_Your task_:
Write out the listing below word for word, from its first line down to and including the line with "<point>75,667</point>".

══ Information given ══

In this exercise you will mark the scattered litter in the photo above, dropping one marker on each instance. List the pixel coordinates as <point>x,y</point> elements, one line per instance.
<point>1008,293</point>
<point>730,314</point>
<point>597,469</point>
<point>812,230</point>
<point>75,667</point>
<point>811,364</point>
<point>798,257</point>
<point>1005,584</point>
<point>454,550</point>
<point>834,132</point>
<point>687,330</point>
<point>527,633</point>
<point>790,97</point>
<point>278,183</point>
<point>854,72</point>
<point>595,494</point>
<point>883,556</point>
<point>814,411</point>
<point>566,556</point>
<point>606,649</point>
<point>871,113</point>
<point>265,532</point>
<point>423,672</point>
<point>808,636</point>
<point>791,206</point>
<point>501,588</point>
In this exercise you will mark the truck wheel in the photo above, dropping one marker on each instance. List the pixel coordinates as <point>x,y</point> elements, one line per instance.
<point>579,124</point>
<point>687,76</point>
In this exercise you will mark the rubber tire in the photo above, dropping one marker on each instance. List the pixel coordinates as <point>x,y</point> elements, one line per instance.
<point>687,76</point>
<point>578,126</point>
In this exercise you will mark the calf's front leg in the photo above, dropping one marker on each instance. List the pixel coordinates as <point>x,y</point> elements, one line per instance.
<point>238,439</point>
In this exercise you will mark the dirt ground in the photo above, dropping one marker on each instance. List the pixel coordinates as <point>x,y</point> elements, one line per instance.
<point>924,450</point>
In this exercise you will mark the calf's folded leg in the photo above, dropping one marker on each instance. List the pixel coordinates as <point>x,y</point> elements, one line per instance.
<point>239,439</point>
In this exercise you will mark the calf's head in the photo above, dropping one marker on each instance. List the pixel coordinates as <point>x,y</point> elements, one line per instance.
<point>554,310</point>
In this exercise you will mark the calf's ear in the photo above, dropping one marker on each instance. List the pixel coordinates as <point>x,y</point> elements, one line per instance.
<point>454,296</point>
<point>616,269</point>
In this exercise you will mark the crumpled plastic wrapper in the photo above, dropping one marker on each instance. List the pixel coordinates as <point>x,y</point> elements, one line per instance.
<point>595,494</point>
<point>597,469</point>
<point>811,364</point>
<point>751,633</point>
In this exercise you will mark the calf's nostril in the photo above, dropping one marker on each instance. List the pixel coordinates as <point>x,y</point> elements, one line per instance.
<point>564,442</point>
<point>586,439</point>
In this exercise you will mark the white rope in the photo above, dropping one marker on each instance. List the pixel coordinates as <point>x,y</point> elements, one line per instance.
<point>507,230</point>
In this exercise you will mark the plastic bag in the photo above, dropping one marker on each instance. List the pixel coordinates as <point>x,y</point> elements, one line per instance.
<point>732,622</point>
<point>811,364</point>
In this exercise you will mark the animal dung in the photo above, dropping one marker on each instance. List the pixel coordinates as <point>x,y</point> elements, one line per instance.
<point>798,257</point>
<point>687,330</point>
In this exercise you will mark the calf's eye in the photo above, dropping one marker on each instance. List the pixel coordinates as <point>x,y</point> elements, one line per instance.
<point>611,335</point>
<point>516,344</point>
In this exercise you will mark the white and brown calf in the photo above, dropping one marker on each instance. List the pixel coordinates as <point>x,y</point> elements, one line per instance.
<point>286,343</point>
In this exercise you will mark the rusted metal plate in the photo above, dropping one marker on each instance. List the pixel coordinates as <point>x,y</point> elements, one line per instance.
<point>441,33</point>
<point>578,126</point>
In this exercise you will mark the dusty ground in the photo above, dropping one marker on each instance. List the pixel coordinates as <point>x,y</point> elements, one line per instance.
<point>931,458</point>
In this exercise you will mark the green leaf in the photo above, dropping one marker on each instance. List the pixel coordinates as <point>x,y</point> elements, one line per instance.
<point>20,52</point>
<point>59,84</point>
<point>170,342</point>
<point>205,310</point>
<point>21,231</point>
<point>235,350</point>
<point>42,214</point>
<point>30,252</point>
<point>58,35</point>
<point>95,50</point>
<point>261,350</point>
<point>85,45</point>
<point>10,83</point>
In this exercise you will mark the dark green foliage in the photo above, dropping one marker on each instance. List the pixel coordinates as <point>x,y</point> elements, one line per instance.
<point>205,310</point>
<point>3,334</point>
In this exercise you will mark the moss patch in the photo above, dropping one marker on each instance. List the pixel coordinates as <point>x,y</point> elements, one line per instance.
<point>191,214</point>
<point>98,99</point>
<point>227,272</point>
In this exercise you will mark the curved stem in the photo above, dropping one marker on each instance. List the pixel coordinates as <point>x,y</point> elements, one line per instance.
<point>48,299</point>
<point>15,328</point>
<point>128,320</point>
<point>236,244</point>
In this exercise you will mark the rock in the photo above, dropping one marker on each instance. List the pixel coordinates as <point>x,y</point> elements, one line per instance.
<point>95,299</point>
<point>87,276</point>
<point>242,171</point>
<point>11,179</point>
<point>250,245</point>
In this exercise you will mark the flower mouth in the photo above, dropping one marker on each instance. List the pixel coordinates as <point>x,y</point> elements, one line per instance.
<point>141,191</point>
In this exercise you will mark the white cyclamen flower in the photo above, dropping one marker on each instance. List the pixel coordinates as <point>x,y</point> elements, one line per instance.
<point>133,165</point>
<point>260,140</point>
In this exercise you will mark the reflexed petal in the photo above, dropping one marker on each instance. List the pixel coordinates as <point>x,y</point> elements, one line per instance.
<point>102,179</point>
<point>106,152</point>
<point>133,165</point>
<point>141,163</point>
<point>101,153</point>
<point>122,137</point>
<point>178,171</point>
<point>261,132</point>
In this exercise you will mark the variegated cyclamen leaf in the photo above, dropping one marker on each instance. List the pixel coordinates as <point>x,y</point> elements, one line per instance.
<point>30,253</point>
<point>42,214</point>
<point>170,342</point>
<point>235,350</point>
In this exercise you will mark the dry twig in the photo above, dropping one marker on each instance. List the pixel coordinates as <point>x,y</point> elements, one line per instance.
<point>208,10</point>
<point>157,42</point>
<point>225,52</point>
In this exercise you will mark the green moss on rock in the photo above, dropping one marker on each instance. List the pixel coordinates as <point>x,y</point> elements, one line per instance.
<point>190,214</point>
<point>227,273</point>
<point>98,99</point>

═══

_The completed task_:
In this exercise you will mark the scattered litter in the photo above, dropping one marker on each instance. List the pixel coordinates as <point>x,y</point> elements, one line per instance.
<point>1008,293</point>
<point>730,314</point>
<point>597,469</point>
<point>812,230</point>
<point>75,667</point>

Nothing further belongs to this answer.